Instructions to follow: Go through the data below and copy out every line that contains the word "snow".

Data in this exercise:
* Start *

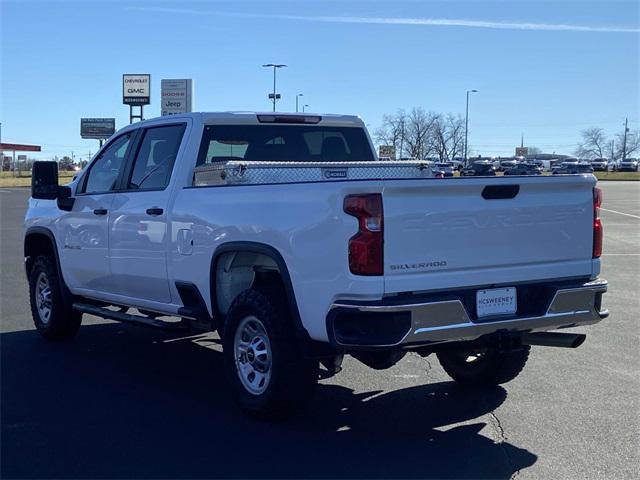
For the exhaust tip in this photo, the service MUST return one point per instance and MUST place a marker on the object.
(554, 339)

* End *
* Start *

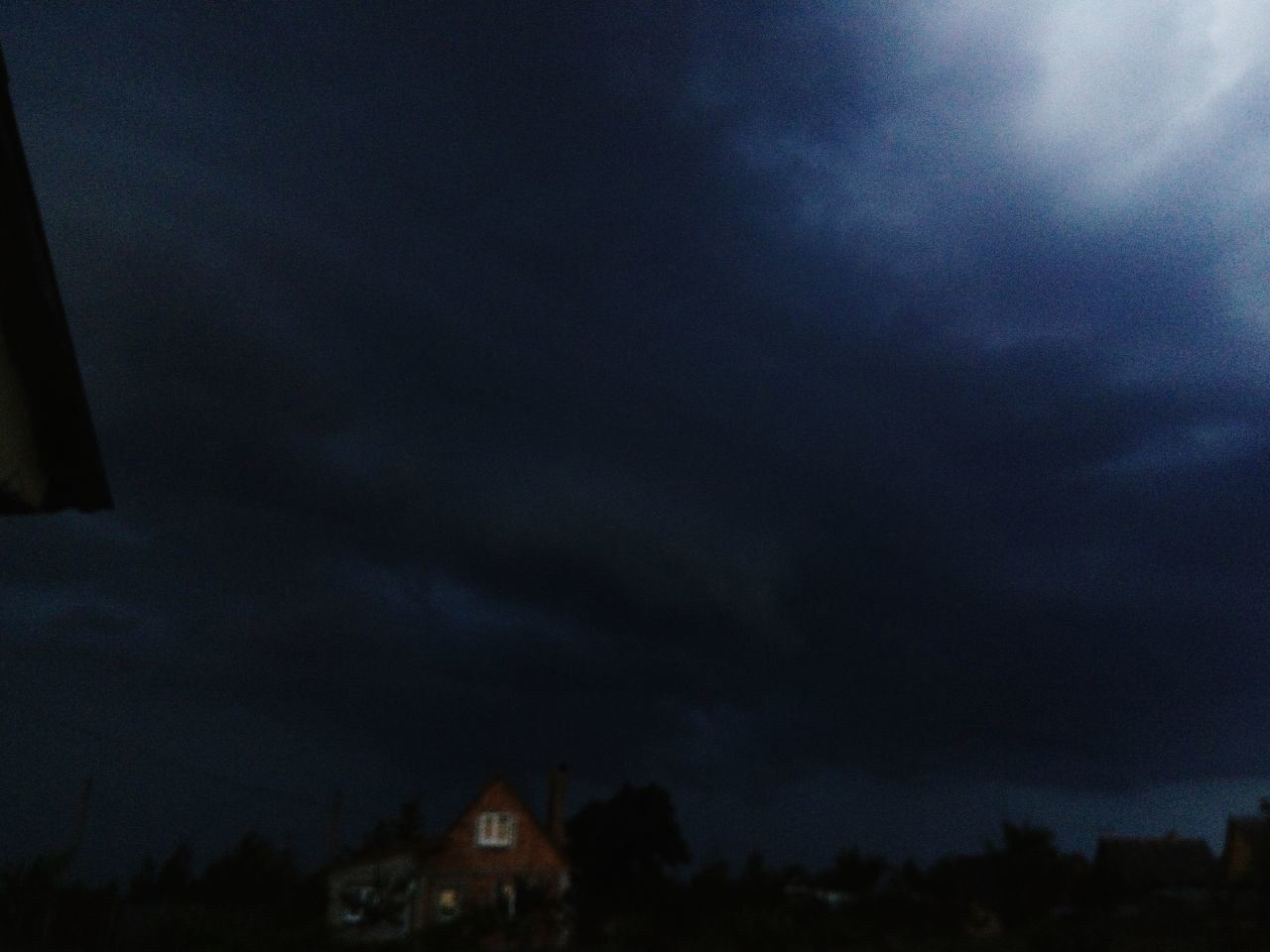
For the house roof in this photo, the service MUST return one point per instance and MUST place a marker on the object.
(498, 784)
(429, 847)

* End *
* Start *

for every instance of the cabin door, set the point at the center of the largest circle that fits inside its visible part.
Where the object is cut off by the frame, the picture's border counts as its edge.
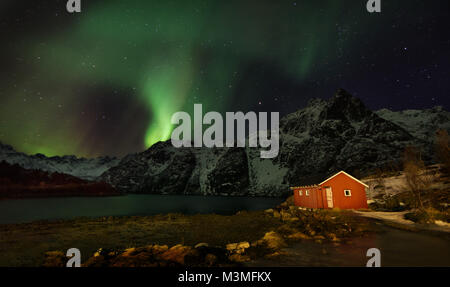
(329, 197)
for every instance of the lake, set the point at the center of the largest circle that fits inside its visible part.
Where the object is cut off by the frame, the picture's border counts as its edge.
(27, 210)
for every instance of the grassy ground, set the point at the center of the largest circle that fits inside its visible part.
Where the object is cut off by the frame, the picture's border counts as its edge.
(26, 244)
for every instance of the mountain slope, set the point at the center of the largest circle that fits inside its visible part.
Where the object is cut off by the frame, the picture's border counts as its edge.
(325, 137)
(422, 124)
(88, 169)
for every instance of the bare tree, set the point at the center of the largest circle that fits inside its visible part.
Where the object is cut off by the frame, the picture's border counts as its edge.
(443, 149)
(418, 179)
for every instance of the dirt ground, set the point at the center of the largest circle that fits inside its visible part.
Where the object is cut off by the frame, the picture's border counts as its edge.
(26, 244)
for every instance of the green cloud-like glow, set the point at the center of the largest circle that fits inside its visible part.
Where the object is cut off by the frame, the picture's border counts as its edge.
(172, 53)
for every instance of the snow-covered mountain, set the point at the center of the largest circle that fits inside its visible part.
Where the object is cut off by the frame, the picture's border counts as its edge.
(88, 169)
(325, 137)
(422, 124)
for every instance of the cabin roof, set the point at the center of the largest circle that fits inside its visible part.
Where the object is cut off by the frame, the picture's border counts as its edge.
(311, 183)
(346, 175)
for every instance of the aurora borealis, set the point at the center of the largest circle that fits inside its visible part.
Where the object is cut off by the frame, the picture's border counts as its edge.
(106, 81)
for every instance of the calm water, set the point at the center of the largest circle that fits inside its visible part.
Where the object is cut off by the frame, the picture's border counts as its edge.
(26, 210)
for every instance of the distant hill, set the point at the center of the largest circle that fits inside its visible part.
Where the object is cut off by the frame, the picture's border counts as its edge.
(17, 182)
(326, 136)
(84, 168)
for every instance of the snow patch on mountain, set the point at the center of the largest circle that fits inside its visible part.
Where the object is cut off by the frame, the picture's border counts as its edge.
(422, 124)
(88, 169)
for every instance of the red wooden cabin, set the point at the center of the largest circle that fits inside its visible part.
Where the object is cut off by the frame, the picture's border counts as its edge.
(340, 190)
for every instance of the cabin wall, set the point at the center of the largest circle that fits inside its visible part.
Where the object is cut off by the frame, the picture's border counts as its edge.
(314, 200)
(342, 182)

* End *

Output for this exercise:
for every instance of the snow-covered mountain, set the point at the center of the largest circle that fits inside its visible part.
for every instance of the snow patch on mountain, set the point at the center of the largest circle that fits inside its visible part.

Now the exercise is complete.